* **TASK BRIEF**: Can you render every line of the entries below as a numbered list, skipping blank lines and leaving out the pictures?

* **DATASET EXCERPTS**:
========================

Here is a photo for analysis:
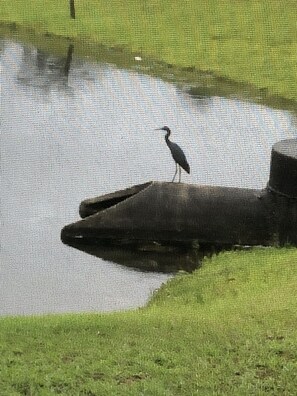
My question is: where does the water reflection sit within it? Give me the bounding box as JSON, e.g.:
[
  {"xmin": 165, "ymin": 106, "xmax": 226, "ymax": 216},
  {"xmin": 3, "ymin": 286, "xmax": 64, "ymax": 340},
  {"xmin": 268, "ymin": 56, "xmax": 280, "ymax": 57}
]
[
  {"xmin": 0, "ymin": 37, "xmax": 296, "ymax": 314},
  {"xmin": 68, "ymin": 241, "xmax": 210, "ymax": 274}
]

========================

* **CORRECT ANSWER**:
1. Here is a photo for analysis:
2. My question is: where does the water reflection sit within it? Give me the bounding box as JSON, e.g.:
3. [
4.   {"xmin": 165, "ymin": 106, "xmax": 226, "ymax": 216},
5.   {"xmin": 3, "ymin": 286, "xmax": 64, "ymax": 340},
6.   {"xmin": 268, "ymin": 56, "xmax": 280, "ymax": 57}
7. ]
8. [
9.   {"xmin": 0, "ymin": 37, "xmax": 296, "ymax": 314},
10.   {"xmin": 68, "ymin": 241, "xmax": 210, "ymax": 274}
11. ]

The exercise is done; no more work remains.